PROMPT:
Repeat the entries exactly as they are written.

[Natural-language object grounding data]

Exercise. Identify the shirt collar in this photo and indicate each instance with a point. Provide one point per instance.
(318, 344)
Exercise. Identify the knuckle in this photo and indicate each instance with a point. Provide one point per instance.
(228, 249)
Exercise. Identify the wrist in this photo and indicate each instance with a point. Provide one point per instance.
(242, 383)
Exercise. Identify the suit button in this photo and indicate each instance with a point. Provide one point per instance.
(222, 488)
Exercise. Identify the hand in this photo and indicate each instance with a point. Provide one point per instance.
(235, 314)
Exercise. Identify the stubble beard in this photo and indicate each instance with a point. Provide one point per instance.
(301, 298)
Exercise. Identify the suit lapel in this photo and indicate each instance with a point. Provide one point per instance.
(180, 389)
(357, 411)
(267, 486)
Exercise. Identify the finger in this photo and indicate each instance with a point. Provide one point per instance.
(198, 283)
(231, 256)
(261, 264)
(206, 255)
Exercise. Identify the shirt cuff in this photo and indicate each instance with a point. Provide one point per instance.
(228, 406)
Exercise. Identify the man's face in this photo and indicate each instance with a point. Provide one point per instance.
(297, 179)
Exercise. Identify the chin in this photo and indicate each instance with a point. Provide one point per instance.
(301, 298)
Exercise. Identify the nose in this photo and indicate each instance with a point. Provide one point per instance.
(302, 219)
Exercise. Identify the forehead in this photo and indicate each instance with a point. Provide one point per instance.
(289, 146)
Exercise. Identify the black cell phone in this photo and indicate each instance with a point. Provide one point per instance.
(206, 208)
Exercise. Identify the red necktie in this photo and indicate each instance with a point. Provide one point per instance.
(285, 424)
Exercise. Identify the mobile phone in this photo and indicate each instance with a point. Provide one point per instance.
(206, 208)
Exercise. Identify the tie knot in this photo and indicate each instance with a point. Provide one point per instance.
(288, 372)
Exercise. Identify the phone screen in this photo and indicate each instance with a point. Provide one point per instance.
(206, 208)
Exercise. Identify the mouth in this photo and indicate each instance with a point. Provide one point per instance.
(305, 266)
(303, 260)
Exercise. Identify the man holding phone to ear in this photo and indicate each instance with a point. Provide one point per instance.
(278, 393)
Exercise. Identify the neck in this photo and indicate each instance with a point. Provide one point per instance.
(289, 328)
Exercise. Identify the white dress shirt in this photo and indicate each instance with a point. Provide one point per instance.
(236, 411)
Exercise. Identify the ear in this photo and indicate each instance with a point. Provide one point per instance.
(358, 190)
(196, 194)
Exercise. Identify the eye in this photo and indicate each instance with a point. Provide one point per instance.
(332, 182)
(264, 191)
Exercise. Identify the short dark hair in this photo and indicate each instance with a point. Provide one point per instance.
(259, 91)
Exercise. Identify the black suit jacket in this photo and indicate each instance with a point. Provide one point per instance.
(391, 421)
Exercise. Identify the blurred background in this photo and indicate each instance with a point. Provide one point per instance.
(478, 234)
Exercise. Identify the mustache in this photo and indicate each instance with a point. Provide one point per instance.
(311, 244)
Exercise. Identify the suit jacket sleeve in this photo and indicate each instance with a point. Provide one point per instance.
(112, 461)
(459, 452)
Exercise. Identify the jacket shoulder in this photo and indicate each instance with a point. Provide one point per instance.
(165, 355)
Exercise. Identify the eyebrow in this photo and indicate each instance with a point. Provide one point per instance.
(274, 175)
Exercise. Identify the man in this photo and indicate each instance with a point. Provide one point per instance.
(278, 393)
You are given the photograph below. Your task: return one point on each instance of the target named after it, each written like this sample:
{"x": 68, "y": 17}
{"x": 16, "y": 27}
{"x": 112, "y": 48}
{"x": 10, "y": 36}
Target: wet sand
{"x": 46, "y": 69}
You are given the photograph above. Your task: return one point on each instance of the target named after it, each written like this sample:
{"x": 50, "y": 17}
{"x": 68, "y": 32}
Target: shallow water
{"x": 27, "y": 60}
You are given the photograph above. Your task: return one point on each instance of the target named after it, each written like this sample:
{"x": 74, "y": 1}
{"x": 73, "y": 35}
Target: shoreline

RESPONSE TO THIS EXERCISE:
Exercise. Identify the shirt collar in this photo and indicate each instance with a point. Provide one point per instance.
(318, 344)
Exercise. Identify the knuckle in this photo and indicate each instance with a point. Provide one point per instance.
(228, 249)
Exercise. Identify the wrist in this photo and indicate each instance with a point. Provide one point per instance.
(242, 383)
Exercise. Identify the suit button in this photo and indicate each instance with a point. Provide one point per instance.
(222, 488)
Exercise. Identify the hand in this photo and indicate each instance with a point. Provide one point per instance.
(235, 314)
Exercise. Identify the stubble beard in this photo and indicate each instance with a point. Provide one point per instance.
(301, 298)
Exercise. Identify the suit lapel in this photo and indicate each instance with a point. Provide one point per instance.
(180, 389)
(357, 411)
(267, 486)
Exercise. Identify the finger in this photo and indicate each instance with a point. Provide one point per instance.
(198, 283)
(231, 256)
(261, 264)
(206, 255)
Exercise. Identify the shirt cuff in this photo and indicate each instance with a point. Provide one point per instance.
(228, 406)
Exercise. Identify the man's face in this photo and indicate each instance with a point. Provide one point per instance.
(297, 179)
Exercise. Identify the chin in this photo and indicate each instance with a point. Provide one point per instance.
(301, 298)
Exercise. Identify the nose in this photo and indicate each instance with a point. Provide one point per instance.
(302, 219)
Exercise. Identify the forehead in this photo and indicate each instance with a point. Provide one point per instance.
(289, 146)
Exercise. Identify the black cell phone in this photo and indicate each instance with a point. Provide one point per instance.
(206, 208)
Exercise. Identify the red necktie in this photo and indicate each instance with a point. Provide one point per instance.
(285, 424)
Exercise. Identify the mobile phone in this photo and indicate each instance with a point. Provide one point per instance.
(206, 208)
Exercise. Identify the tie knot in this photo and indicate each instance with a point. Provide one point per instance.
(288, 372)
Exercise. Identify the phone screen in this photo and indicate each instance with a point. Provide one point per instance.
(206, 208)
Exercise. Identify the mouth in this photo and indicate each instance with a point. Provide one point per instance.
(305, 266)
(303, 260)
Exercise. Identify the man holding phone to ear in this photo and indicate each instance with a point. Provide one point per instance.
(278, 393)
Exercise. Identify the neck in this photo and indicate each instance with a point. Provide one point per instance.
(289, 328)
Exercise. Identify the white dress shirt in this photo and indicate each instance with a point. Provide one point per instance.
(236, 411)
Exercise. Identify the ear in this photo and indicate each instance with a point. Provide one point per instance.
(358, 190)
(196, 194)
Exercise. Identify the eye in this photo and indicate each instance with a point. Provide one point per instance.
(332, 182)
(264, 191)
Exercise. Identify the short dark hair in this photo and indicate each instance with a point. Provide one point per instance.
(259, 91)
Exercise. Identify the black suit jacket in this photo and indicate each instance with a point. Provide one point per instance.
(391, 421)
Exercise. Identify the blurred background in this photo and indicate each instance with a point. Provide one point per instance.
(478, 234)
Exercise. Identify the mustache in this photo and indicate each instance with a point. Provide one point per instance.
(311, 244)
Exercise. Identify the suit jacket sleeve in this photo and indicate each instance with a point. Provide one point per instance.
(112, 461)
(459, 452)
Exercise. Identify the jacket shoulder in this photo and indicate each instance with a point. Provide one point per instance.
(165, 355)
Exercise. Identify the eyebrow in this photo and indicate each instance with a point. Provide one point per instance.
(274, 175)
Exercise. Identify the man in this photo and indicate each instance with a point. Provide one point per instance.
(278, 393)
You are given the photograph below. Your task: return one point on each instance of the target named after it, each written like this sample:
{"x": 68, "y": 17}
{"x": 16, "y": 27}
{"x": 112, "y": 48}
{"x": 10, "y": 36}
Target: wet sand
{"x": 46, "y": 69}
You are given the photograph above. Your task: return one point on each instance of the target named after it, each written like this sample:
{"x": 50, "y": 17}
{"x": 68, "y": 32}
Target: shallow water
{"x": 27, "y": 60}
You are given the photograph above. Your task: return one point on each instance of the target named after it, each written like this sample:
{"x": 74, "y": 1}
{"x": 73, "y": 35}
Target: shoreline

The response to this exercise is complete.